> TO-DO LIST
1) In the phase plan, what purpose do the notification, policy, quota, customization, and portal items in the Phase 5 scope serve? Answer in one to three sentences.
2) Transcribe from the phase plan the passage starting at "- notification template" and ending at "and internal views.".

> PAGE EXTRACT
----------

Goal: complete the shared surfaces that make the platform usable by multiple
products and personas.

Scope:

- notification template registry and dispatch intent;
- policy/entitlement registry and versioned snapshots;
- quota composition model across GPU, app runtime, token, storage, and network;
- tenant customization boundaries without shared-service forks;
- portal tracks for public, customer, partner, and internal views.

Primary tasks:

| ID | Output | Depends on |
|---|---|---|
| PSS-C5-NOTIFICATION-TEMPLATES | template registry and delivery intent model | notification ownership map |
| PSS-C5-POLICY-SNAPSHOTS | versioned policy/entitlement snapshots | policy registry |
| PSS-C5-QUOTA-COMPOSITION | cross-product quota model | billing/entitlement |
| PSS-C5-PORTAL-TRACKS | persona tracks and access-control assumptions | Docusaurus portal |

Phase 5 output:

- `Notification_Policy_Portal_Surface_Model_v1.md` defines the shared contract
  for template registry/delivery intent, policy and entitlement snapshots,
  cross-product quota composition, tenant customization, and portal publication
  tracks.

Exit criteria:

- notices, quotas, and feature flags are not product-specific forks;
- portal IA can serve internal and future external audiences;
- tenant-specific behavior is extension/configuration, not copied services.

## Phase 6 - Runtime Trust And Extraction Decisions

Goal: decide what should stay in-process, split into workers, or become
separately deployed services based on operational evidence.

----------

> SUPPLIED RECORDS
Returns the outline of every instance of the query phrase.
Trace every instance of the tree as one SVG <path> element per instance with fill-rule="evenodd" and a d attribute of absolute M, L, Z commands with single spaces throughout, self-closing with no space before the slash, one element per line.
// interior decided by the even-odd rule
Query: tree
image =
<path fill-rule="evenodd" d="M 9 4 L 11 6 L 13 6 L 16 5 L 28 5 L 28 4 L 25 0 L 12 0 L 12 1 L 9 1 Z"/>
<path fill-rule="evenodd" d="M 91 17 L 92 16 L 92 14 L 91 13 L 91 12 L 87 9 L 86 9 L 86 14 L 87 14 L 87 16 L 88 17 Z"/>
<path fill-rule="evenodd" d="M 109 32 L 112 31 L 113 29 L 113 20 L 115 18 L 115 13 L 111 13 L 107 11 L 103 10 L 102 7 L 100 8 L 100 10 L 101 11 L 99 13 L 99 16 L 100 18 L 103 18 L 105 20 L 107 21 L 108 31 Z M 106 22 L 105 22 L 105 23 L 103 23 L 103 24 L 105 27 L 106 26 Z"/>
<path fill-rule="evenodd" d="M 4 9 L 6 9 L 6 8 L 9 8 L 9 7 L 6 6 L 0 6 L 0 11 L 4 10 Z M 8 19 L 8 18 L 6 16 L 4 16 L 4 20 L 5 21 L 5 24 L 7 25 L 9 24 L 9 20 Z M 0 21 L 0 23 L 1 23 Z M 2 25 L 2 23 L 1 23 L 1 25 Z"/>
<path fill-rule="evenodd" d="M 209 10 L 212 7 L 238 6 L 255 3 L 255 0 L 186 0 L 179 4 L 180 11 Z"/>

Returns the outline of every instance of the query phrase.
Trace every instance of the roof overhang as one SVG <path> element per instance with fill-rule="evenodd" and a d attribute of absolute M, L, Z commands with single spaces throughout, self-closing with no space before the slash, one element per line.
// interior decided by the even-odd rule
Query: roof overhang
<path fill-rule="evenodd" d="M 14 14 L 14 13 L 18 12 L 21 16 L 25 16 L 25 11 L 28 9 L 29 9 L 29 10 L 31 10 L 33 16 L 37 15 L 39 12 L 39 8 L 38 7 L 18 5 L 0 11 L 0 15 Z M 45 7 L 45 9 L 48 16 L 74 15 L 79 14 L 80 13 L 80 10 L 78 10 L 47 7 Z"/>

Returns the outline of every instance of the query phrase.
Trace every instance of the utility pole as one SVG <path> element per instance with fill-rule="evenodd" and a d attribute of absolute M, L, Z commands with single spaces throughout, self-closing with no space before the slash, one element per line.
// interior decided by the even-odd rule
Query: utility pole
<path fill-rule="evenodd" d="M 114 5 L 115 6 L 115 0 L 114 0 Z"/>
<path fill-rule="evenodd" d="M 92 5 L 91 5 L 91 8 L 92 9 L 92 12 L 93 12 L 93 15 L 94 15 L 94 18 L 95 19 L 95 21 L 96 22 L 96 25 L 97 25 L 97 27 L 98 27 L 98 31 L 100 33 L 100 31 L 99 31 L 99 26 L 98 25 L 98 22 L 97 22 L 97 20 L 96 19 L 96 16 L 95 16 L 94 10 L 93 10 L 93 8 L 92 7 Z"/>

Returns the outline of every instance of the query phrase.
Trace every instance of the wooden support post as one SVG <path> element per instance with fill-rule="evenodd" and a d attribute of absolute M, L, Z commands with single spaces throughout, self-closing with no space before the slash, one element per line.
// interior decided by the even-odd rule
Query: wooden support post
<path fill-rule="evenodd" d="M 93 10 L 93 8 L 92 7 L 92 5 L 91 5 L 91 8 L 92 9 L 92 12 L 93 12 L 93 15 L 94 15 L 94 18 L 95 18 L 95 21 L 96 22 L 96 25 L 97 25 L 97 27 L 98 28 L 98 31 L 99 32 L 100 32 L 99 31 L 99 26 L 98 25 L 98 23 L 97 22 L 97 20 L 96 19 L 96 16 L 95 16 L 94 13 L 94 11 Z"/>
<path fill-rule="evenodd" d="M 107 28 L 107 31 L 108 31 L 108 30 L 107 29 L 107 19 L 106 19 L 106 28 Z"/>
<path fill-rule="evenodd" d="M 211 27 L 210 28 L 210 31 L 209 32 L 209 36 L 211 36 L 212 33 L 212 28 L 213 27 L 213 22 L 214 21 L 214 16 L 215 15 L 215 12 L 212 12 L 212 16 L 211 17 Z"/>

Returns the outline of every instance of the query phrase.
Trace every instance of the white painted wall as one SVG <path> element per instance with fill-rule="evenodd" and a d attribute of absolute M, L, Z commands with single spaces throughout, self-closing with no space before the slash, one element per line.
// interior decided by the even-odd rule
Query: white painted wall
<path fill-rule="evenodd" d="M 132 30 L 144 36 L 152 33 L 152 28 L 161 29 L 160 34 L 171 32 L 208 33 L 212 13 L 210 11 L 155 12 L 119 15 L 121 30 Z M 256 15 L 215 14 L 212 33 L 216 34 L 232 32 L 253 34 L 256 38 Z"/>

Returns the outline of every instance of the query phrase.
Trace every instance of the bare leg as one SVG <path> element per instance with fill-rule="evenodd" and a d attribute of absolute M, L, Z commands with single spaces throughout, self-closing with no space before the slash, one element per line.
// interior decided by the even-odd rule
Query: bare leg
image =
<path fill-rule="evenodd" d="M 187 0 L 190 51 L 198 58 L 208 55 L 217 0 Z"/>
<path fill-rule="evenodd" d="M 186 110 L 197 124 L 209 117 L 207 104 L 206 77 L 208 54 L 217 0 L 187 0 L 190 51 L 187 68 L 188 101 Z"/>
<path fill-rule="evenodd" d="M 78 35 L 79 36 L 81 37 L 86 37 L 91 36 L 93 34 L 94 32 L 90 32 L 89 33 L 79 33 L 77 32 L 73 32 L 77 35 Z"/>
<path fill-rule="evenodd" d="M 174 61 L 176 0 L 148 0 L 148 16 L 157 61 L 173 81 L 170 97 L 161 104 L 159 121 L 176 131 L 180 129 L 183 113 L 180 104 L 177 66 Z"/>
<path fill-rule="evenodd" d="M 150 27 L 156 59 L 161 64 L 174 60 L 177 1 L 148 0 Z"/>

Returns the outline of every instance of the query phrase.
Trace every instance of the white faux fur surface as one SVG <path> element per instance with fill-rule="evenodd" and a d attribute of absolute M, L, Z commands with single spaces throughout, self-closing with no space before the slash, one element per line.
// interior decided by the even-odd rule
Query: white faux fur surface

----------

> FINAL ANSWERS
1) These items complete the shared surfaces that make the platform usable by multiple products and personas. The aim is for notices, quotas, and feature flags to be shared rather than product-specific forks. Tenant-specific behavior is meant to come from extension or configuration, not copied services.

2)
- notification template registry and dispatch intent;
- policy/entitlement registry and versioned snapshots;
- quota composition model across GPU, app runtime, token, storage, and network;
- tenant customization boundaries without shared-service forks;
- portal tracks for public, customer, partner, and internal views.